À faire:
a) D'après le texte sur les greffes, quelle greffe est la plus fréquente chez l'enfant ?
b) Pour chaque phrase, dites si elle s'accorde avec le texte sur les greffes, en citant les mots du texte qui tranchent.
(i) Les greffons semblent durer plus longtemps quand une greffe du foie est faite en même temps.
(ii) La transplantation intestinale donne de meilleurs résultats que la nutrition parentérale à domicile.
(iii) Dans la plupart des cas, la qualité de vie baisse après la greffe.

── Texte ──

La survie des patients et des greffons à 10 ans est des 50% et 30 %, respectivement. La survie à long terme des greffons semble meilleure en cas de greffe hépatique associée. La qualité de vie est améliorée après greffe dans la plupart des cas: sevrage de la nutrition parentérale, fermeture des stomies digestives. Ces résultats restent nettement inférieurs à ceux de la nutrition parentérale à domicile et font de la transplantation intestinale un traitement rare et de deuxième intention.

 

Transplantation rénale en pédiatrie

GRAPIN DAGORNO C, PEYCELON M, PAYE JAOUEN A, BONNARD A, PHILIPPE CHOMETTE P, EL GHONEIMI A (Robert Debré, Paris)

Résumé
La transplantation rénale est la plus fréquente des greffes de l’enfant.

───
── Lignes fournies ──

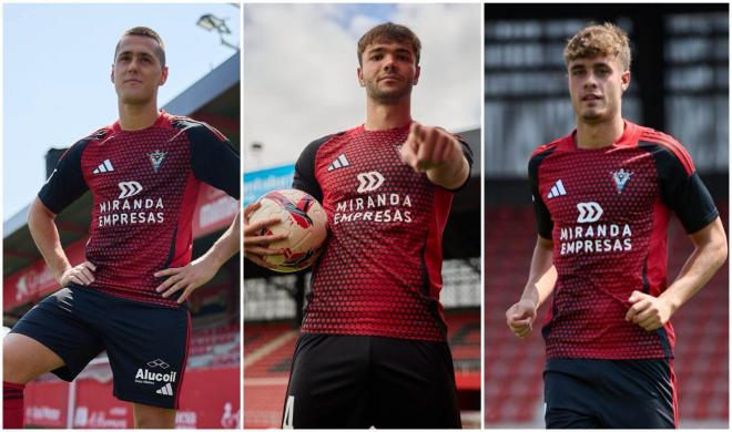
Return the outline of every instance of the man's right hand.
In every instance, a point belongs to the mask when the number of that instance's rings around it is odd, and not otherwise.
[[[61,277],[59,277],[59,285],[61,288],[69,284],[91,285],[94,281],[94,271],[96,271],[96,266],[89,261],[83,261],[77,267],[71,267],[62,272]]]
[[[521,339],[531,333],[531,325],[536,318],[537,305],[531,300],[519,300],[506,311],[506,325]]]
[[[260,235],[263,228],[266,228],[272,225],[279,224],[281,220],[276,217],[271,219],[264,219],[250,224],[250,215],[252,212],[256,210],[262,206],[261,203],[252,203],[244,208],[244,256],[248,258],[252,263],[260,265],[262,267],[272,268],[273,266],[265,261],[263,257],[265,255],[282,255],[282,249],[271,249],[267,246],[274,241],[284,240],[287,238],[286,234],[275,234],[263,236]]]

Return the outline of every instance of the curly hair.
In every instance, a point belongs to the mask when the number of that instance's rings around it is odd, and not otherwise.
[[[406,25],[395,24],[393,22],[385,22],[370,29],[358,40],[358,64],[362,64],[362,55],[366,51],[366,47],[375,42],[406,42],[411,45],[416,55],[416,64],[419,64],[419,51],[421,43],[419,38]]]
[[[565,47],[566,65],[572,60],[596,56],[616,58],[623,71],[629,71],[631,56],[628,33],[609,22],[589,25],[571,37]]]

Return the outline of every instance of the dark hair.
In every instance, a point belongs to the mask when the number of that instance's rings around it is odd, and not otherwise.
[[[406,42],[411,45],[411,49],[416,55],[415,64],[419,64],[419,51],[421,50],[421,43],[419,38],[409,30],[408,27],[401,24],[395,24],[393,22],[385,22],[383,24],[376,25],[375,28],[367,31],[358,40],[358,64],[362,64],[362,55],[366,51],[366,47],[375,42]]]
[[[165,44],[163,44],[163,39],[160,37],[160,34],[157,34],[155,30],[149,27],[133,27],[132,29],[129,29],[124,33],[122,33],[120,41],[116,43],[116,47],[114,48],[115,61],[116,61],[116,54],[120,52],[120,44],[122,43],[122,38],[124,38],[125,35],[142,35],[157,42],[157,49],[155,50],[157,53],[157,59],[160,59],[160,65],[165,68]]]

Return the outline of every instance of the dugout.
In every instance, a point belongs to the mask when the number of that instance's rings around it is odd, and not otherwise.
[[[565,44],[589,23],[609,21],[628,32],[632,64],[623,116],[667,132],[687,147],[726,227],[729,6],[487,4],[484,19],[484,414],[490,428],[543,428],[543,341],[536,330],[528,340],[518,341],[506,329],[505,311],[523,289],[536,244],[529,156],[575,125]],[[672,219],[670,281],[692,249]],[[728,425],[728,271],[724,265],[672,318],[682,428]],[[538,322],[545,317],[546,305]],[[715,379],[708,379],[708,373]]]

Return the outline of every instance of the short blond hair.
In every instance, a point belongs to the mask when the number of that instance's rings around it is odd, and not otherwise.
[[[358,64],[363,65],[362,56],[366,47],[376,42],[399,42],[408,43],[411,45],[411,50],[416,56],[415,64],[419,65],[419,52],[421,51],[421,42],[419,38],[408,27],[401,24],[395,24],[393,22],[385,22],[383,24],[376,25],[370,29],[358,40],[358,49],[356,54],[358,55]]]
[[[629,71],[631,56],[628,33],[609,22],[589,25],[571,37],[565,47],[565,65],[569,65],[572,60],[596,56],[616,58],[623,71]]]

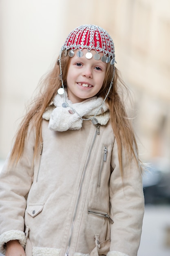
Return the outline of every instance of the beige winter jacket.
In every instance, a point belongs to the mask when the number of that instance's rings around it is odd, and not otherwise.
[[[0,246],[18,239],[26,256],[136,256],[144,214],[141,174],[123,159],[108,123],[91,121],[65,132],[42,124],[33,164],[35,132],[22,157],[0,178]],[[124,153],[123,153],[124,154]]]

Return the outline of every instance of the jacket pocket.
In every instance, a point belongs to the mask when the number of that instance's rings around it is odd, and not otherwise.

───

Réponses:
a) La transplantation rénale.

b)
(i) Oui : « La survie à long terme des greffons semble meilleure en cas de greffe hépatique associée. »
(ii) Non : « Ces résultats restent nettement inférieurs à ceux de la nutrition parentérale à domicile »
(iii) Non : « La qualité de vie est améliorée après greffe dans la plupart des cas »